▶ **Given instruction**
Could you format every one of the records below as a Markdown table with two columns, Row and Line, giving each line its row number and leaving out blank lines?

##### Input

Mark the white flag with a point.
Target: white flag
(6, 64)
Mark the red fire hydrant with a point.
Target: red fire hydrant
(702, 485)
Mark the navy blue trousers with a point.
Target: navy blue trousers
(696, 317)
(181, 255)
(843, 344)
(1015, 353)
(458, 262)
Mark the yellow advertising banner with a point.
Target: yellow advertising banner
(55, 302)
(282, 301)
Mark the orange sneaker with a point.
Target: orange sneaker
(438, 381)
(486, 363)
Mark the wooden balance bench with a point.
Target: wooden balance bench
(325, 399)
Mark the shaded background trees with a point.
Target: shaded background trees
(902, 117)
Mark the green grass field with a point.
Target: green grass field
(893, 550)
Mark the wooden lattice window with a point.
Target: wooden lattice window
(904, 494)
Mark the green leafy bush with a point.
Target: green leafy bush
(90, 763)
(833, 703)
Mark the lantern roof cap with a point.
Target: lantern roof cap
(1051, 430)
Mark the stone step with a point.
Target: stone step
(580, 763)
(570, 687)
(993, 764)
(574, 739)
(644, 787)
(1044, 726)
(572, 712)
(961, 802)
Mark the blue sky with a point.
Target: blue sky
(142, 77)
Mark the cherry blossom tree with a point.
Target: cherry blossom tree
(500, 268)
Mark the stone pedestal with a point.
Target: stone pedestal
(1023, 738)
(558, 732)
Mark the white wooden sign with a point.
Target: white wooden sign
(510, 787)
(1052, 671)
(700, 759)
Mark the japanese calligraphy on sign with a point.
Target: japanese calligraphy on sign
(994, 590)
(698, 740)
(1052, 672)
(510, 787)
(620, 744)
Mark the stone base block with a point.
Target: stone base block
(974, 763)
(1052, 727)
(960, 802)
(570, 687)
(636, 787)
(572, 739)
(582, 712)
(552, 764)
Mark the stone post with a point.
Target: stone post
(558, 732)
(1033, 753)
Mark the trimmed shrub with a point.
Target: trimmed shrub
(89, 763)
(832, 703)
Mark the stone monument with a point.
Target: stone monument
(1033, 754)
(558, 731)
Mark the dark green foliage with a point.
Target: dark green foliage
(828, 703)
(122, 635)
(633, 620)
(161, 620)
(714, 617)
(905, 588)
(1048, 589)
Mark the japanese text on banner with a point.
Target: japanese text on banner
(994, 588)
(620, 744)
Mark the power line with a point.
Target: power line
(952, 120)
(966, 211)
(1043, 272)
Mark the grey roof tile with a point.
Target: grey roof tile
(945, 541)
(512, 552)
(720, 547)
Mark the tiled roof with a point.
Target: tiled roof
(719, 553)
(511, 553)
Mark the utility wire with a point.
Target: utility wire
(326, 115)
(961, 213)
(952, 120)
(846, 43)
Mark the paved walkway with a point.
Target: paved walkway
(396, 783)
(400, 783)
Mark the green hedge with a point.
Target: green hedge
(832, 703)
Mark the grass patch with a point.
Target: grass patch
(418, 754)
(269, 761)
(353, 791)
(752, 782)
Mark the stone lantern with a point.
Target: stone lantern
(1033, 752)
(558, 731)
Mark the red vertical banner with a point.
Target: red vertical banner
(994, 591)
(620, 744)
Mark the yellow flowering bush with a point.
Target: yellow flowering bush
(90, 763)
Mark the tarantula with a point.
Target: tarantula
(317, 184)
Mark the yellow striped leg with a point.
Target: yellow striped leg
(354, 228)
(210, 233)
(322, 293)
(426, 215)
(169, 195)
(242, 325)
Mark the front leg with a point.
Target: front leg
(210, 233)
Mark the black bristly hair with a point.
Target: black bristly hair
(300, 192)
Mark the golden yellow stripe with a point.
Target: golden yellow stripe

##########

▶ **Response**
| Row | Line |
|---|---|
| 1 | Mark the white flag with a point. |
| 2 | Target: white flag |
| 3 | (6, 64) |
| 4 | Mark the red fire hydrant with a point. |
| 5 | Target: red fire hydrant |
| 6 | (702, 485) |
| 7 | Mark the navy blue trousers with a point. |
| 8 | Target: navy blue trousers |
| 9 | (696, 317) |
| 10 | (181, 255) |
| 11 | (843, 344) |
| 12 | (1015, 353) |
| 13 | (458, 262) |
| 14 | Mark the yellow advertising banner with a point. |
| 15 | Target: yellow advertising banner |
| 16 | (55, 302) |
| 17 | (282, 301) |
| 18 | Mark the orange sneaker with a point. |
| 19 | Target: orange sneaker |
| 20 | (438, 381) |
| 21 | (486, 363) |
| 22 | Mark the wooden balance bench with a point. |
| 23 | Target: wooden balance bench |
| 24 | (325, 399) |
| 25 | Mark the shaded background trees with a point. |
| 26 | Target: shaded background trees |
| 27 | (902, 117) |
| 28 | Mark the green grass field with a point. |
| 29 | Target: green grass field |
| 30 | (893, 550) |
| 31 | Mark the wooden lattice window with a point. |
| 32 | Target: wooden lattice window |
| 33 | (904, 494) |
| 34 | Mark the green leafy bush with a point. |
| 35 | Target: green leafy bush |
| 36 | (90, 763) |
| 37 | (833, 703) |
| 38 | Mark the lantern roof cap with a point. |
| 39 | Target: lantern roof cap |
| 40 | (1051, 430) |
| 41 | Mark the stone step with a point. |
| 42 | Target: stone step |
| 43 | (580, 763) |
| 44 | (570, 687) |
| 45 | (993, 764) |
| 46 | (574, 739) |
| 47 | (644, 787) |
| 48 | (1044, 726) |
| 49 | (572, 712) |
| 50 | (961, 802) |
| 51 | Mark the blue sky with a point. |
| 52 | Target: blue sky |
| 53 | (142, 77) |
| 54 | Mark the cherry blossom tree with a point. |
| 55 | Target: cherry blossom tree |
| 56 | (500, 268) |
| 57 | Mark the stone pedestal with a point. |
| 58 | Target: stone pedestal |
| 59 | (1023, 738) |
| 60 | (558, 732) |
| 61 | Mark the white wooden sign with a point. |
| 62 | Target: white wooden sign |
| 63 | (510, 787) |
| 64 | (1052, 671) |
| 65 | (700, 759) |
| 66 | Mark the japanese calligraphy on sign with a point. |
| 67 | Target: japanese calligraphy on sign |
| 68 | (994, 590) |
| 69 | (698, 740) |
| 70 | (1052, 672) |
| 71 | (510, 787) |
| 72 | (620, 744) |
| 73 | Mark the stone base block with a point. |
| 74 | Target: stone base block |
| 75 | (974, 763) |
| 76 | (1052, 727) |
| 77 | (960, 802) |
| 78 | (570, 687) |
| 79 | (636, 787) |
| 80 | (572, 739) |
| 81 | (582, 712) |
| 82 | (552, 764) |
| 83 | Mark the stone post with a point. |
| 84 | Target: stone post |
| 85 | (558, 732) |
| 86 | (1033, 753) |
| 87 | Mark the trimmed shrub with a point. |
| 88 | Target: trimmed shrub |
| 89 | (89, 763) |
| 90 | (832, 703) |
| 91 | Mark the stone monument with a point. |
| 92 | Target: stone monument |
| 93 | (1033, 754) |
| 94 | (558, 731) |
| 95 | Mark the dark green foliage with a point. |
| 96 | Target: dark green foliage |
| 97 | (828, 703) |
| 98 | (122, 635) |
| 99 | (633, 620) |
| 100 | (161, 620) |
| 101 | (714, 617) |
| 102 | (905, 588) |
| 103 | (1048, 589) |
| 104 | Mark the japanese text on banner with a point. |
| 105 | Target: japanese text on banner |
| 106 | (994, 588) |
| 107 | (620, 744) |
| 108 | Mark the power line with a point. |
| 109 | Target: power line |
| 110 | (952, 120) |
| 111 | (966, 211) |
| 112 | (1043, 272) |
| 113 | Mark the grey roof tile with a point. |
| 114 | Target: grey roof tile |
| 115 | (945, 541) |
| 116 | (512, 552) |
| 117 | (720, 547) |
| 118 | Mark the tiled roof with a point. |
| 119 | Target: tiled roof |
| 120 | (719, 553) |
| 121 | (511, 553) |
| 122 | Mark the utility wire with a point. |
| 123 | Target: utility wire |
| 124 | (326, 115) |
| 125 | (961, 213) |
| 126 | (952, 120) |
| 127 | (846, 43) |
| 128 | Mark the paved walkway with a point. |
| 129 | Target: paved walkway |
| 130 | (396, 783) |
| 131 | (400, 783) |
| 132 | Mark the green hedge with a point. |
| 133 | Target: green hedge |
| 134 | (832, 703) |
| 135 | Mark the grass patch with a point. |
| 136 | Target: grass patch |
| 137 | (418, 754) |
| 138 | (269, 761) |
| 139 | (353, 791) |
| 140 | (752, 782) |
| 141 | Mark the stone lantern with a point. |
| 142 | Target: stone lantern |
| 143 | (1033, 752) |
| 144 | (558, 731) |
| 145 | Mark the red vertical banner with a point. |
| 146 | Target: red vertical banner |
| 147 | (994, 591) |
| 148 | (620, 744) |
| 149 | Mark the yellow flowering bush with a point. |
| 150 | Target: yellow flowering bush |
| 151 | (90, 763) |
| 152 | Mark the tarantula with a point. |
| 153 | Target: tarantula |
| 154 | (317, 184) |
| 155 | Mark the yellow striped leg with a point. |
| 156 | Target: yellow striped leg |
| 157 | (354, 228) |
| 158 | (210, 233) |
| 159 | (322, 293) |
| 160 | (426, 215) |
| 161 | (169, 195) |
| 162 | (242, 325) |
| 163 | Mark the front leg with a point. |
| 164 | Target: front leg |
| 165 | (210, 233) |
| 166 | Mark the black bristly hair with a point. |
| 167 | Target: black bristly hair |
| 168 | (300, 192) |
| 169 | Mark the golden yellow stripe with a point. |
| 170 | Target: golden yellow stripe |